| Provided passage |
-*-*-
Hence, the answer is the option (3).

Example 2: An observer moves towards a stationary source of sound, with a velocity one­ fifth of the velocity of sound. What is the percentage( in % ) increase in the apparent frequency ?

1) 20

2) 5

3) 0

4) 0.5

Solution:

By Doppler's effect

$\begin{aligned} & \frac{v^{\prime}}{v}=\frac{\nu_s+\nu_0}{\nu_s} \quad\left(\text { where } v_s \text { is the velocity of sound) }\right. \\ & =\frac{\nu+(\nu / 5)}{\nu}=\frac{6}{5} \\ & \therefore \quad \text { Fractional increase } \\ & \qquad \frac{v^{\prime}-v}{v}=\left(\frac{6}{5}-1\right)=\frac{1}{5} \\ & \therefore \quad \text { Percentage increase }=\frac{100}{5}=20 \%\end{aligned}$

Hence, the answer is the option (1).
-*-*-
| Records shown |

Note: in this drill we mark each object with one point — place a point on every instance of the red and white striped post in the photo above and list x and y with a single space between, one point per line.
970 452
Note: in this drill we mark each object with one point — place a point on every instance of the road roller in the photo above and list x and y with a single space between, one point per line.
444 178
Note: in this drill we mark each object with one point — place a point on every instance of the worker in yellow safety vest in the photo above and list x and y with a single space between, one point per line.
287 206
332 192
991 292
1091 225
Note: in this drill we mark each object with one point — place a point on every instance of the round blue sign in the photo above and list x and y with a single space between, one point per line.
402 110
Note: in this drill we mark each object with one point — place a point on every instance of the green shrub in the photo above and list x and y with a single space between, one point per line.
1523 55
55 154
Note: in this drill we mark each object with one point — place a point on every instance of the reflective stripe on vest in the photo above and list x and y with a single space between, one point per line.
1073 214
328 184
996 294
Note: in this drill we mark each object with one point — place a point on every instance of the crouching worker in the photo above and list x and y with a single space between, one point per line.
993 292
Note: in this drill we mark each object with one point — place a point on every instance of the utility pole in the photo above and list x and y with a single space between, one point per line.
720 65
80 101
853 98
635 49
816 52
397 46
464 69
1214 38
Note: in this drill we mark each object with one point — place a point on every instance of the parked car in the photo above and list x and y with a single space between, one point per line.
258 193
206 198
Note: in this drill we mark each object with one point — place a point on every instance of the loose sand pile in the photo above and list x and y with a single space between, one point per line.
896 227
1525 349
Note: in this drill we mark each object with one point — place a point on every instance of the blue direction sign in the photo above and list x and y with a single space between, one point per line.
-*-*-
| What to do |
1) List the four answer options given for Example 2 in the Doppler's effect worked examples.
2) In the Doppler's effect worked examples, how fast does the observer in Example 2 move, compared with the velocity of sound?
3) Carry on the Doppler's effect worked examples from where they stop, using the same format.

| Answers by item |
1) 20, 5, 0, 0.5

2) One-fifth of the velocity of sound.

3)
Example 3: Two sources of sounds $S_1$ and $S_2$ produce sound waves of the same frequency 660 Hz. A listener is moving from source $S_1$ towards $S_2$ with a constant speed u m/s and he hears 10 beats/s. The velocity of sound is 330 m/s. Then, u (in m/s) equals:

1) 2.5

2) 15.0

3) 5.5

4) 10

Solution:

Doppler Effect

When a source of the sound and a listener are in motion relative to each other, the frequency of the sound heard by the listener is not the same as the source frequency.

$f_0=660 H_2$ $f_0=660 H_2$

$\begin{aligned} & f_1=\text { apparent frequency received from } S_1=\frac{C-u}{C} f_0 \\ & f_2=\text { apparent frequency received from } S_2=\frac{C+u}{C} f_0 \\ & \qquad f_2-f_1=\left[\frac{C+u}{C}-\frac{C-u}{C}\right] f_0 \\ & \text { beat frequency } \\ & =\frac{2 u}{C} f_0=10 \\ & \frac{2 u \times 660}{330}=10 \\ & u=\frac{10}{4}=2.5 \mathrm{~m} / \mathrm{s}\end{aligned}$

Hence, the answer is the option (1).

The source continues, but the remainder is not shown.